** start SELECTION **

NEWPORT, Vt. -- It's hard to save the United States from illegal immigrants when you can't find the border.

At noon yesterday, some volunteers in the Minuteman Civil Defense Corps were in this bucolic town in northern Vermont, trying to do both.

Eleven members of this citizens group had come to the Vermont-Canada border to patrol for illegal immigrants. They had intended to station themselves in Derby Line, a quaint village that straddles the border.

But these Minutemen were forced out of town by a larger crowd of protesters, who denounced their opposition to illegal immigration as a front for racism.

So the volunteers set off to watch a stretch of border on a bike path that runs along Lake Memphremagog.

Only they got lost.

Some of the men stood at a break in the path, which is crossed by the Canadian border close to where they stood. But the group's leader, Bob Casimiro of Weymouth, Mass., was not sure which way to send them.

He pointed down the path toward a footbridge. The Minutemen started walking.

''Stay within sight," he told them. Within minutes, they were out of sight.

The Minutemen were formed in Arizona by ordinary citizens who believe that the federal government is not doing enough to secure the country's borders. In April, they stationed themselves along the southwest border with Mexico, armed with binoculars and cellphones.

They alerted border patrol officers whenever they saw people crossing illegally into the United States, hoping to deter others from trying.

Last month, they announced they would start patrolling the border with Canada.

Border patrol officers are careful not to criticize the Minutemen directly. But they do point out that the officers are best qualified to watch the border.

Others were more openly critical this week. Yesterday, about 40 men and women stood in the pouring rain on the village common in Derby Line to protest the arrival of the Minutemen in town.

''They are outsiders, and we don't want them here," said David Van Deusen of Moretown, Vt., who helped to organize the protest. ''We don't want their racist policies in Vermont."

The Minutemen's efforts are as much about public relations as apprehending illegal immigrants. They hope to make the issue of immigration more prominent nationally and to pressure the Bush administration into providing more funding for border patrols.

Casimiro spent three weeks in Naco, Ariz., earlier this year. He alerted authorities to one illegal immigrant, but he said he saw more important results than that.

''What we saw in Arizona is our presence certainly has energized [border enforcement] down there, because they don't want to be embarrassed," he said.

** end SELECTION **

> **DIRECTIONS**
a) In the article on the Minutemen's Vermont patrol, why did the volunteers go to the bike path along Lake Memphremagog rather than stay in Derby Line?
b) Name every town or village mentioned in the article on the Minutemen's Vermont patrol.
c) Carry on the article about the Minutemen's Vermont border patrol from its last sentence.

** start DATA SECTION **

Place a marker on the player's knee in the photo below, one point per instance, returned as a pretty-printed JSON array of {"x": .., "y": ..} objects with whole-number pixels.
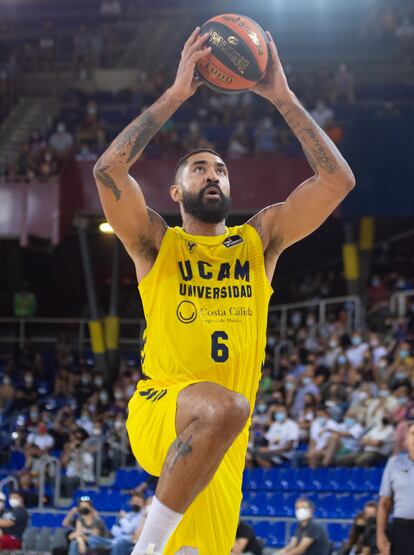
[{"x": 229, "y": 414}]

** end DATA SECTION **

> **OUTPUTS BY TASK**
a) They had planned to station themselves in Derby Line, but a larger crowd of protesters forced them out of town. They then set off to watch a stretch of border on the bike path instead.

b) Newport, Derby Line, Weymouth, Moretown, Naco

c)
John Pfeifer, assistant chief patrol agent for Customs and Border Protection in the sector that includes Vermont, defended the agency.

''Our resources are obviously not unlimited," Pfeifer said. ''But we work with what they give us, and I think we do a really good job of monitoring and enforcing the laws on the border."

A couple of miles from the road where Casimiro left them, three of the Minutemen were still walking, grand houses on their left, the lake on their right. The rain quickly soaked them.

''This is really nice," said Weymouth police officer Bob Johnson. ''We get a foliage tour thrown in for no extra cost."

The border in this part of Vermont is nothing like the mostly flat and open one that separates Arizona from Mexico, where the Minutemen staged a high-profile border watch that brought them to national prominence in April.

This northern border is a slash through thick forest or a tree line a few yards from a road in the town of Holland, Vt. In Derby Line, it is narrow Lee Street, dotted with pretty Victorian houses, or the building at 209 Main St., where apartment 2A is in Canada and 2B is in the United States.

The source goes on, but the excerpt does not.